(Data from a data collection)
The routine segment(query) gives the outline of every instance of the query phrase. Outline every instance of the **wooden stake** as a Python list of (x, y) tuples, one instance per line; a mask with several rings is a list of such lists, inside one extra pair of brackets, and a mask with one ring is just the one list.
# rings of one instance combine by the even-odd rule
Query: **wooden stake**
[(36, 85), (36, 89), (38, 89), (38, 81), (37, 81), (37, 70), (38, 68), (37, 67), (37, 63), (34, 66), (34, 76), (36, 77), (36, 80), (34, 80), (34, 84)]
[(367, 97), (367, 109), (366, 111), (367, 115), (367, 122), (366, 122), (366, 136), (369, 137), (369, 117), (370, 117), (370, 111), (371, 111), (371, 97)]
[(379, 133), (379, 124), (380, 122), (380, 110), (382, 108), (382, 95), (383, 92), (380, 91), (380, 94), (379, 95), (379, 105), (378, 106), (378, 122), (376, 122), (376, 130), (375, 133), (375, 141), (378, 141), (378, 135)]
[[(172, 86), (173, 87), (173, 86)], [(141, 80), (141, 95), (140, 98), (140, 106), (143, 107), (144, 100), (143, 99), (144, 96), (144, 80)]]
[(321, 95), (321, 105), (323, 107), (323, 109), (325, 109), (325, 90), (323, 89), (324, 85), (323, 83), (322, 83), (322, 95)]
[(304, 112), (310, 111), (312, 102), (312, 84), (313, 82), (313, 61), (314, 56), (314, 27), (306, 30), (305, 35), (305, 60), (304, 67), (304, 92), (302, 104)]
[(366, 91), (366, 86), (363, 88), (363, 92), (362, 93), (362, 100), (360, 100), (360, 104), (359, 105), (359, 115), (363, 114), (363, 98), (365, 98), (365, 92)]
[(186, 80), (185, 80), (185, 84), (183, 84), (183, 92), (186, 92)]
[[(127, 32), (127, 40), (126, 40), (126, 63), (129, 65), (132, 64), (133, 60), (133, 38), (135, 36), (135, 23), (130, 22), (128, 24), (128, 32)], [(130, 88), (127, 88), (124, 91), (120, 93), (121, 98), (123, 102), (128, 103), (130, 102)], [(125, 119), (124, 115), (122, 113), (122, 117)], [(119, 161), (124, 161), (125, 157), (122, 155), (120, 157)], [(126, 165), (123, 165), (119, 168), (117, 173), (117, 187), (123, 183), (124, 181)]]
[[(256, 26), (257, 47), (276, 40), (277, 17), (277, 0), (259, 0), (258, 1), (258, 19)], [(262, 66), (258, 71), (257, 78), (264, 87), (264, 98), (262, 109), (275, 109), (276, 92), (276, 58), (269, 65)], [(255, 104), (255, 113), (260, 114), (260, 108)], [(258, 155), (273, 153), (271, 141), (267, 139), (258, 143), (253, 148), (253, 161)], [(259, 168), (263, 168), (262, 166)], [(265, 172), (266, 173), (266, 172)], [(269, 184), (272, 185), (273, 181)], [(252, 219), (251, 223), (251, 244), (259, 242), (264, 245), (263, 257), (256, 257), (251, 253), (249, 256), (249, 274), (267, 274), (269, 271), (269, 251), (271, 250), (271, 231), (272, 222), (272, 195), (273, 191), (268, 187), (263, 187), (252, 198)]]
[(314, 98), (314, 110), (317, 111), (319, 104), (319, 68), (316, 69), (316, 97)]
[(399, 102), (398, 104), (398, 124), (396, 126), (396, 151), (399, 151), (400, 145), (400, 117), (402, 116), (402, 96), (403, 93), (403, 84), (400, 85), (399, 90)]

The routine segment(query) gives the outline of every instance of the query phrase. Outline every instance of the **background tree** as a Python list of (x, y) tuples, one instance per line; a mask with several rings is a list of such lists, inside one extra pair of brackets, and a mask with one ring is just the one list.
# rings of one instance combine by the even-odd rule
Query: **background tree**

**DIRECTIVE**
Reproduce the data above verbatim, from its first line through the line containing "92), (186, 92)]". Include both of those lines.

**SOLUTION FOR THIS EXERCISE**
The routine segment(query) gives the outline of every instance of the query phrase. Outline every instance of the **wooden stake** as a Python list of (x, y) tuples, one instance per line; a mask with several rings is a list of such lists, inside one extra pair of brackets, and a mask with one ring is just the one list.
# rings of one instance combine by the even-odd rule
Query: **wooden stake**
[(36, 85), (36, 89), (38, 89), (38, 81), (37, 81), (37, 70), (38, 68), (37, 67), (37, 63), (34, 66), (34, 76), (36, 77), (36, 80), (34, 80), (34, 84)]
[(367, 97), (367, 109), (366, 111), (367, 115), (367, 122), (366, 122), (366, 136), (369, 137), (369, 117), (370, 117), (370, 111), (371, 111), (371, 97)]
[(379, 133), (379, 124), (380, 122), (380, 110), (382, 108), (382, 95), (383, 92), (380, 91), (380, 94), (379, 95), (379, 105), (378, 106), (378, 122), (376, 122), (376, 130), (375, 133), (375, 141), (378, 141), (378, 135)]
[[(172, 86), (173, 87), (173, 86)], [(141, 80), (141, 95), (140, 98), (140, 106), (143, 107), (144, 100), (143, 99), (144, 96), (144, 80)]]
[(321, 95), (321, 105), (323, 107), (323, 109), (325, 109), (325, 90), (323, 89), (324, 85), (323, 83), (322, 83), (322, 95)]
[(304, 112), (310, 111), (312, 102), (312, 84), (313, 82), (313, 61), (314, 56), (314, 27), (306, 30), (305, 35), (305, 60), (304, 67), (304, 92), (302, 104)]
[(366, 91), (366, 86), (363, 88), (363, 92), (362, 93), (362, 100), (360, 100), (360, 104), (359, 105), (359, 115), (363, 114), (363, 98), (365, 98), (365, 92)]
[(186, 80), (185, 80), (185, 84), (183, 84), (183, 92), (186, 92)]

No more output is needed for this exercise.